— START OF RECORDS SUPPLIED —

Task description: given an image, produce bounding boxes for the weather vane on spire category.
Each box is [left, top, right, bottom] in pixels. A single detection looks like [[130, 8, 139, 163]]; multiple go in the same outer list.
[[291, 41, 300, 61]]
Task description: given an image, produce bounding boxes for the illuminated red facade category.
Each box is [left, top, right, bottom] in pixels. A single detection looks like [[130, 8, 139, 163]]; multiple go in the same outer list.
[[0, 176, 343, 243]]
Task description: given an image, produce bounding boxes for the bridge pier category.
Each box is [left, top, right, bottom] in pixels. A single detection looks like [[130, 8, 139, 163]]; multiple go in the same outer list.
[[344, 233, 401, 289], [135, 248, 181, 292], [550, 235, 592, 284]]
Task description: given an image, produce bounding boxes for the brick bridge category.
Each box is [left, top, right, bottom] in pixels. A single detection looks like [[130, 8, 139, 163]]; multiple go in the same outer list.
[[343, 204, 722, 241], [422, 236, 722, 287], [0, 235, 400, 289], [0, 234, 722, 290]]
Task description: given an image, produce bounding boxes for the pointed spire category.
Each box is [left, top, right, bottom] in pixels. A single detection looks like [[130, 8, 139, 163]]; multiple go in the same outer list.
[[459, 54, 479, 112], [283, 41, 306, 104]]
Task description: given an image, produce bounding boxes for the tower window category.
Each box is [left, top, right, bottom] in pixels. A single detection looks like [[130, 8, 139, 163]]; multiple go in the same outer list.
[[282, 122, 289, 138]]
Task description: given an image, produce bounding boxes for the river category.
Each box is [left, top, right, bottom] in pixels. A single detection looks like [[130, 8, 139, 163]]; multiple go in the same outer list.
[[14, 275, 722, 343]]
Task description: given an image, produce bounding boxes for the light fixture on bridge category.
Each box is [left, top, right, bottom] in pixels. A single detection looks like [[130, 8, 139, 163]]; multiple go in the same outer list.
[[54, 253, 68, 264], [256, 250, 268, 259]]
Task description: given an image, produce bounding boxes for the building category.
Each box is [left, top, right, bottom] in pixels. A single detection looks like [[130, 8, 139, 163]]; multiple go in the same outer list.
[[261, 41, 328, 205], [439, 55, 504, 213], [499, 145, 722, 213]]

— END OF RECORDS SUPPLIED —

* [EXERCISE]: Format the records from the start through the line containing "[[0, 176, 343, 243]]" as a two-column CSV with the columns instruction and answer, one row per record. Put each field in double quotes and replace its line breaks with spaces.

* [RIGHT ANSWER]:
instruction,answer
"Task description: given an image, produce bounding boxes for the weather vane on spire category. Each box is [left, top, right, bottom] in pixels. A single detection looks like [[130, 8, 139, 163]]; multiple go in the same outer list.","[[291, 41, 300, 61]]"
"Task description: given an image, produce bounding boxes for the illuminated red facade category. Each box is [left, top, right, bottom] in pixels. A single detection looks like [[130, 8, 139, 163]]; multiple go in the same outer list.","[[0, 176, 343, 243]]"